# [Records provided]
%%

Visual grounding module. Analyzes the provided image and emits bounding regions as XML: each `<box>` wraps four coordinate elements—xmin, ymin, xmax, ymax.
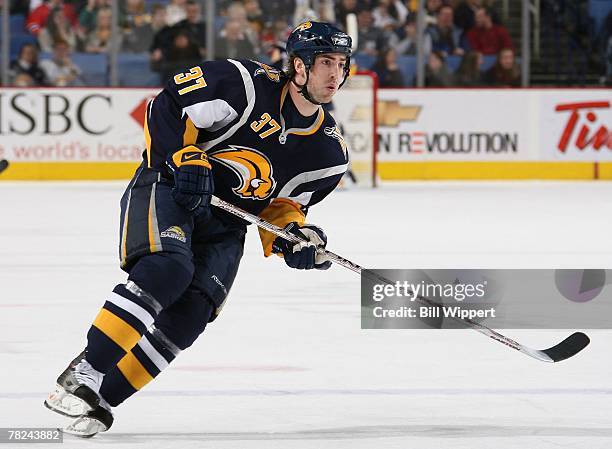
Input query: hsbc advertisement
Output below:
<box><xmin>0</xmin><ymin>88</ymin><xmax>157</xmax><ymax>162</ymax></box>
<box><xmin>378</xmin><ymin>89</ymin><xmax>612</xmax><ymax>162</ymax></box>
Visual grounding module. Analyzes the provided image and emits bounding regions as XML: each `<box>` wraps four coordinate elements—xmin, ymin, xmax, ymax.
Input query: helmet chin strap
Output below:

%%

# [What is expected]
Output the lines of the records above as a Markdown table with one column named Row and one named Line, numbering each line and leaving out blank lines. Omit the pictures from your answer.

# [Finished task]
| Row | Line |
|---|---|
| 1 | Visual grounding module. Analyzes the provided image and emits bounding regions as XML: each `<box>` wraps four coordinate elements—xmin, ymin, xmax, ymax. |
| 2 | Input query: hsbc advertisement |
| 3 | Output below: |
| 4 | <box><xmin>0</xmin><ymin>88</ymin><xmax>157</xmax><ymax>162</ymax></box> |
| 5 | <box><xmin>378</xmin><ymin>89</ymin><xmax>612</xmax><ymax>162</ymax></box> |
| 6 | Visual grounding module. Analyzes the provided image and emits bounding regions as XML: each `<box>` wraps four coordinate elements—xmin, ymin, xmax, ymax. |
| 7 | Input query: helmet chin strap |
| 8 | Output below: |